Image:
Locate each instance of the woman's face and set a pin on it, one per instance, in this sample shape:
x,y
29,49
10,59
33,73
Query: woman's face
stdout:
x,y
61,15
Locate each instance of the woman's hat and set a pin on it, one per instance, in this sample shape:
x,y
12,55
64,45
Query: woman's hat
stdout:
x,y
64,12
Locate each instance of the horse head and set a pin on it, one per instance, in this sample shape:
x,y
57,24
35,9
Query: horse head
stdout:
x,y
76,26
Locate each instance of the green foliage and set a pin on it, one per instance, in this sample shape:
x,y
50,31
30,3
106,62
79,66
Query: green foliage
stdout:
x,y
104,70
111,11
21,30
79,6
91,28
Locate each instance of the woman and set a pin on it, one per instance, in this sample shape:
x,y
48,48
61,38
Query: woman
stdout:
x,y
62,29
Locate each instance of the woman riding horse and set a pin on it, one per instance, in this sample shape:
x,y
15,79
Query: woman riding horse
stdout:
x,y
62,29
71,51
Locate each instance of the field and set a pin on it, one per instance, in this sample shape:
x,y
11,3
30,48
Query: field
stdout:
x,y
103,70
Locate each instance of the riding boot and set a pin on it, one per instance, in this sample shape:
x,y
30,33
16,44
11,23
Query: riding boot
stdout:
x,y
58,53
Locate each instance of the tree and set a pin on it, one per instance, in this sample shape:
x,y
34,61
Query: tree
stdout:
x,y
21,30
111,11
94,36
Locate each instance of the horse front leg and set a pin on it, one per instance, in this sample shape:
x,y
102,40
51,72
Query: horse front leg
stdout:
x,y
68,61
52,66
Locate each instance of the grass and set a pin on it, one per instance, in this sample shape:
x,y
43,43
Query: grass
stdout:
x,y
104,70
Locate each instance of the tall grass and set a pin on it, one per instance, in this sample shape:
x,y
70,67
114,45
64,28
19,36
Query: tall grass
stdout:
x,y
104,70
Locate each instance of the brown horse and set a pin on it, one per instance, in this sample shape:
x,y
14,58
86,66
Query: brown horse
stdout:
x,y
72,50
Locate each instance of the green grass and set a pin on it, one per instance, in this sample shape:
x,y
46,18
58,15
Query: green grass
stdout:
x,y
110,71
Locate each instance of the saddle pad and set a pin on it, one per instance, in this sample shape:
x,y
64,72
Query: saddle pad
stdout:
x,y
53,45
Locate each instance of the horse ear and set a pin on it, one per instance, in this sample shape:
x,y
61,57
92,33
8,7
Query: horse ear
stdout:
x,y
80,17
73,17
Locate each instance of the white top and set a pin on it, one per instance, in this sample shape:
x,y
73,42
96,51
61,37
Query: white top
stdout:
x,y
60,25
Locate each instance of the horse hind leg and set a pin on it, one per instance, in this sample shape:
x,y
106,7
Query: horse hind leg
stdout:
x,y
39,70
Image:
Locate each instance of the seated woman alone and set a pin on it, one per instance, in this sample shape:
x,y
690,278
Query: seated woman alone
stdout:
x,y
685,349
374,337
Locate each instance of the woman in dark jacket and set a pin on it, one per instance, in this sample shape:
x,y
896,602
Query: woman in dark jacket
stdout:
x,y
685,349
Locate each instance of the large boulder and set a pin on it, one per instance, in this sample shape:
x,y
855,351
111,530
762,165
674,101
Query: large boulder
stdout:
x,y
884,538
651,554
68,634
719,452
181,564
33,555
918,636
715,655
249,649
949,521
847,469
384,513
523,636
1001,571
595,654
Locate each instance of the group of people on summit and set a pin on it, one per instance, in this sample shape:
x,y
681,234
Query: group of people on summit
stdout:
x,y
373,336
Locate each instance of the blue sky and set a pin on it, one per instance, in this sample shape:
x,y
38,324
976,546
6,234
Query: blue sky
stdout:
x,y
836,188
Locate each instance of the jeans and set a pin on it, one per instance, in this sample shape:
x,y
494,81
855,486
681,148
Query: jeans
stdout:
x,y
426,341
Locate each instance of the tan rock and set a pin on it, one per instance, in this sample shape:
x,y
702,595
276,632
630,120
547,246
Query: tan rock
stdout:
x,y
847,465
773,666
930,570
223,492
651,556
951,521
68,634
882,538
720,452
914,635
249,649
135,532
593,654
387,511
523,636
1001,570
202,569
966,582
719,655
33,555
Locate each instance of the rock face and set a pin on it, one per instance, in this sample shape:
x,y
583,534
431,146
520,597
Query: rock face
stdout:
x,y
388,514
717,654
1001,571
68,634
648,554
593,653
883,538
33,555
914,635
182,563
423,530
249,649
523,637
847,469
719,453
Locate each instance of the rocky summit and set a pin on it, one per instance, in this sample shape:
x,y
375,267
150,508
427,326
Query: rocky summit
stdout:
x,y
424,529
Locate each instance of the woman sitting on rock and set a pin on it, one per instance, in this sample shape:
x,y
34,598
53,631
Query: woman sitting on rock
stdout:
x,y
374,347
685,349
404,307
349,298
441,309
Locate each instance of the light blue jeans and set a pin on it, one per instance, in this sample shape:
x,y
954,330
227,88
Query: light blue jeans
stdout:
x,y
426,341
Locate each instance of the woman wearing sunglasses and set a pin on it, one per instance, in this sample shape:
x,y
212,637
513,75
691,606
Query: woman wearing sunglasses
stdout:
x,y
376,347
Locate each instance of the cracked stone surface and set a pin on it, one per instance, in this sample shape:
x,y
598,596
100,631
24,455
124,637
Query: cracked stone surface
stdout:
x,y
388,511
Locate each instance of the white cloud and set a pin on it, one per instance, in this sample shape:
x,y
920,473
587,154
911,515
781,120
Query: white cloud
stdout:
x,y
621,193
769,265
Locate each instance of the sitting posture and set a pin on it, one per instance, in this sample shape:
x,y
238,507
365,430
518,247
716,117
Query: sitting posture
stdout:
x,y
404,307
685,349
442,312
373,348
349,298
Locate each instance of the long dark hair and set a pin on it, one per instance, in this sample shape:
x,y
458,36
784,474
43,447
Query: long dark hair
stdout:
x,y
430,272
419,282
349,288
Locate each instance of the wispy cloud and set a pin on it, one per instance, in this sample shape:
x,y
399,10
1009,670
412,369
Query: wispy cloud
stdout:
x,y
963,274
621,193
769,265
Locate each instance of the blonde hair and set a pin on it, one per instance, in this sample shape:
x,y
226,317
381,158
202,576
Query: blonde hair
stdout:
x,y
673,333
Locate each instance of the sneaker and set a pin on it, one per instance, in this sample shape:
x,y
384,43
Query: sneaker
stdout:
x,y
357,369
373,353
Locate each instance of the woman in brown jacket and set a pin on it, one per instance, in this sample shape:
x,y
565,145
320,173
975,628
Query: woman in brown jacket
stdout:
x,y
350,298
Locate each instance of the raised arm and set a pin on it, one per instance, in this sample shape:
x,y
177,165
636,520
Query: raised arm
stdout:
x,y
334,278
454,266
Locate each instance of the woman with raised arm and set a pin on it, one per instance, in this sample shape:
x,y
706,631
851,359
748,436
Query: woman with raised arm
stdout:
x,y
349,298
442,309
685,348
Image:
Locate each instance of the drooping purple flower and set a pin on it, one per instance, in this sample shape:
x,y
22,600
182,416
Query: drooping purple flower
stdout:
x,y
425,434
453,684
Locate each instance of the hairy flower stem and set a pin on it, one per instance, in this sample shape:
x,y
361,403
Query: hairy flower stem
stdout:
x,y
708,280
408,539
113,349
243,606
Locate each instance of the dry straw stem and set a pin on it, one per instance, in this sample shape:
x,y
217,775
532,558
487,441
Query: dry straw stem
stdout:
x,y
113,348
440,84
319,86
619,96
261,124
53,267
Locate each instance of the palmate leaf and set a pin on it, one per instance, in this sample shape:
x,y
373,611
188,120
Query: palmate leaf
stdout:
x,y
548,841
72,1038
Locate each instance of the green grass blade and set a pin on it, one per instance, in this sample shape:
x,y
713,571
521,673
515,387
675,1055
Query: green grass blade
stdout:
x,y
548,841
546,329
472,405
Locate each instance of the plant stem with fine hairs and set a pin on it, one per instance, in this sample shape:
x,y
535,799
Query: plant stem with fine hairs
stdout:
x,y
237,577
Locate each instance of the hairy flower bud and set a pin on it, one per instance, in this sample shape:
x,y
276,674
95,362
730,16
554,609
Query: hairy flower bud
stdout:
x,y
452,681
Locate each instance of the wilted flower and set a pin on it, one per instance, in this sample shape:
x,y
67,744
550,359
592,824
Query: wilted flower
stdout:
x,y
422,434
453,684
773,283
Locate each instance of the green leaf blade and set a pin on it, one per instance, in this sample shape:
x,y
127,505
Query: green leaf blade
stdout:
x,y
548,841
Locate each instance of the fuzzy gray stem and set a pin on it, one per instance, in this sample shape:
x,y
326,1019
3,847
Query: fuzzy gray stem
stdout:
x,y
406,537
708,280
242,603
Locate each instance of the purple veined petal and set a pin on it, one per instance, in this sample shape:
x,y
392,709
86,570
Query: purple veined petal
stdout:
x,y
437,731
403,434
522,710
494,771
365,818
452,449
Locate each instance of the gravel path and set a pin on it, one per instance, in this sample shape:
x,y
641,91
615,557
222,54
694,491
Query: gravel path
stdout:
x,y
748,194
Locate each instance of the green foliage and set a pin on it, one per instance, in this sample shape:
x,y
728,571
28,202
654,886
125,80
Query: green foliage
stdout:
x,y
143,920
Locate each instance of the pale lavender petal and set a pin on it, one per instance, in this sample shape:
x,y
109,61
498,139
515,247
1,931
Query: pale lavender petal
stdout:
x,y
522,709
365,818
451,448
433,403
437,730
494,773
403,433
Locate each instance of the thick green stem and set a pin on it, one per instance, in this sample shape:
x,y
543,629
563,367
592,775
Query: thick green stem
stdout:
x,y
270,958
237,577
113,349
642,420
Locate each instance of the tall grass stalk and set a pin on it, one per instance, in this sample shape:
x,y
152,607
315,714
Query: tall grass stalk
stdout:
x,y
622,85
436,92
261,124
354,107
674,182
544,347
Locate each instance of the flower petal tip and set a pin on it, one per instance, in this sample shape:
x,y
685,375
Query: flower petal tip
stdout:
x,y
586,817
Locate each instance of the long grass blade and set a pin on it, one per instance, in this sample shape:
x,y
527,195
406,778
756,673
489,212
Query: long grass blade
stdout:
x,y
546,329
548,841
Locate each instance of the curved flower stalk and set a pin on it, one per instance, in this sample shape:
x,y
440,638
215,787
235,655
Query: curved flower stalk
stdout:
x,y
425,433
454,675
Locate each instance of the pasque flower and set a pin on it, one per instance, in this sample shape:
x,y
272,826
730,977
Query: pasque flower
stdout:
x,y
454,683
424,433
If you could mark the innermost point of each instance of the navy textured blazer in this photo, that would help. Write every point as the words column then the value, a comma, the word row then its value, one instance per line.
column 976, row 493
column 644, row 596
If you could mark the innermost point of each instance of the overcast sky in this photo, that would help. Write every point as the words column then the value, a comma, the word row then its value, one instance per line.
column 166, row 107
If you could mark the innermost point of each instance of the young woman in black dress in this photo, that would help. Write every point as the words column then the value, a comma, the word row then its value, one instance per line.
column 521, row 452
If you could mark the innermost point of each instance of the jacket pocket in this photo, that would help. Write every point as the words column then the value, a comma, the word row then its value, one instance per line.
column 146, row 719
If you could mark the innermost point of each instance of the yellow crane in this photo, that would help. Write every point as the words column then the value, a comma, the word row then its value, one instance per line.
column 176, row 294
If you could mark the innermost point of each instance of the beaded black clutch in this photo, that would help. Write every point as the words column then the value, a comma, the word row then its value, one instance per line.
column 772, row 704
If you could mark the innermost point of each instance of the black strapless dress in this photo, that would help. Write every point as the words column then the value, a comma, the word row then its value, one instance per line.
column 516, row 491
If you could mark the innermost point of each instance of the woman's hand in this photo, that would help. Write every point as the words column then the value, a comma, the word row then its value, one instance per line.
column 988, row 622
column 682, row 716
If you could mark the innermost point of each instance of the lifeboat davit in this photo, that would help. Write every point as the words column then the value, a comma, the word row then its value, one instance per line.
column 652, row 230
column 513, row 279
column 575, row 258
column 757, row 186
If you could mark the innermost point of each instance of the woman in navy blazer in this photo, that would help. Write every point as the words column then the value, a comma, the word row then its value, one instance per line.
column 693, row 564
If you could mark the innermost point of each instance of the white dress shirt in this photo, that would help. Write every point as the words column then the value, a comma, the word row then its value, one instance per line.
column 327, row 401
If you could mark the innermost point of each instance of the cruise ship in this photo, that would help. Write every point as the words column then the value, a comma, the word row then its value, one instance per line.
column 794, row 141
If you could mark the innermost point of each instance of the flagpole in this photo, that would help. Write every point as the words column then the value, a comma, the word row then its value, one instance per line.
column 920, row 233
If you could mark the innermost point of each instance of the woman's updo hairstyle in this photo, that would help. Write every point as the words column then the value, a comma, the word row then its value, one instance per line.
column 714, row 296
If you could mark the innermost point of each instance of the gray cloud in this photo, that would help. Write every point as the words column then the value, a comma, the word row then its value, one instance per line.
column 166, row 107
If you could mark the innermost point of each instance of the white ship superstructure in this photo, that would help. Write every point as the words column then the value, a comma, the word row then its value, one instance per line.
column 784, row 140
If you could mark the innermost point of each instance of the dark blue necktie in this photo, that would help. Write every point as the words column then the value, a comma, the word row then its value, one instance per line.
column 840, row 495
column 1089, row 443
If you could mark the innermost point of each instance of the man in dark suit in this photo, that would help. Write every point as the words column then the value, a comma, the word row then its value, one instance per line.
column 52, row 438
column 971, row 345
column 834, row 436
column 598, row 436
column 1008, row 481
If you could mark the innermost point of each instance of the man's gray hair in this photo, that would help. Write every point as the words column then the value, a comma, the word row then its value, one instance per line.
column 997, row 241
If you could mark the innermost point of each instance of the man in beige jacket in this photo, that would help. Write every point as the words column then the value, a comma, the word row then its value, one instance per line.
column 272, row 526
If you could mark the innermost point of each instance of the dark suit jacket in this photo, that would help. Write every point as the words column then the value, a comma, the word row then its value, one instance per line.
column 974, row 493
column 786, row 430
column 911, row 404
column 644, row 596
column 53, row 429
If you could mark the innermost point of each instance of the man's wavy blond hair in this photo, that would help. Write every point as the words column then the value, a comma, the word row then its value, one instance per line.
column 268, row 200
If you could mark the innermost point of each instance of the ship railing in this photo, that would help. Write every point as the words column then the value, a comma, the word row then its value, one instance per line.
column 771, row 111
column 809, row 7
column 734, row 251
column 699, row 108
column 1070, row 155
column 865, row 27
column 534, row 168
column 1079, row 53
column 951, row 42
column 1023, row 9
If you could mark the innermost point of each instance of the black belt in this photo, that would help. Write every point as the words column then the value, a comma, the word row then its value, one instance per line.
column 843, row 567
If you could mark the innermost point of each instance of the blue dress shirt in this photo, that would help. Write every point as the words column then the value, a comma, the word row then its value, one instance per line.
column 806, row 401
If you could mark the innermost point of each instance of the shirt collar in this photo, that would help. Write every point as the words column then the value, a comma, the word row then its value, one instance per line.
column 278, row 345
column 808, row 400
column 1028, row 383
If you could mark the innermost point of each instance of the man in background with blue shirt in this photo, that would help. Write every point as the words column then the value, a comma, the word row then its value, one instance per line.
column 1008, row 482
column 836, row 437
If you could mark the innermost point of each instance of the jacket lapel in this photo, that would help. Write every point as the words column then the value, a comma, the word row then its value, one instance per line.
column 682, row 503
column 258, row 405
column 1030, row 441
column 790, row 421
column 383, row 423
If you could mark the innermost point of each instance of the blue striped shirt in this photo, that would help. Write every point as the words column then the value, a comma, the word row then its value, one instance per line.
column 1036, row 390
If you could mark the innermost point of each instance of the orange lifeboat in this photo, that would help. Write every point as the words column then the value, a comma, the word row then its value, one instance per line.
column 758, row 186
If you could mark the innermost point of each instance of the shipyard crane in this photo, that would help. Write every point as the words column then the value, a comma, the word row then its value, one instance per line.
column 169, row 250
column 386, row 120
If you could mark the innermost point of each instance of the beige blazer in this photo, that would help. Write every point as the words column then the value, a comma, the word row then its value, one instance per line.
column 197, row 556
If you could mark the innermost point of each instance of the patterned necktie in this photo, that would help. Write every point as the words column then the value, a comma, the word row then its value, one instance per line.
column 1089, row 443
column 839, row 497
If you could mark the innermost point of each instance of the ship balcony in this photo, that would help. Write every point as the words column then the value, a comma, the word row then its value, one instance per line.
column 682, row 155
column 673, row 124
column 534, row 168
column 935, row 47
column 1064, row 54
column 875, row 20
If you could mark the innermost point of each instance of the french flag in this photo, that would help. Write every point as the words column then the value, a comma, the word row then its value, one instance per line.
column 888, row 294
☆ ☆ ☆ ☆
Task details ::
Copy out exactly the lines running from the line with "the ship balcony" to the end of the records, inclusive.

Complete response ::
If you could mark the innermost point of each instance of the ship balcony in this photo, that would help. Write every point as the words column then the value, a comma, the word row then its value, one instance per line.
column 682, row 155
column 673, row 124
column 534, row 168
column 935, row 47
column 1064, row 54
column 875, row 20
If you could mark the innermost point of each instance of the french flag in this photo, that would help. Write every point as the words column then the value, a comma, the word row then its value, one instance per line.
column 888, row 294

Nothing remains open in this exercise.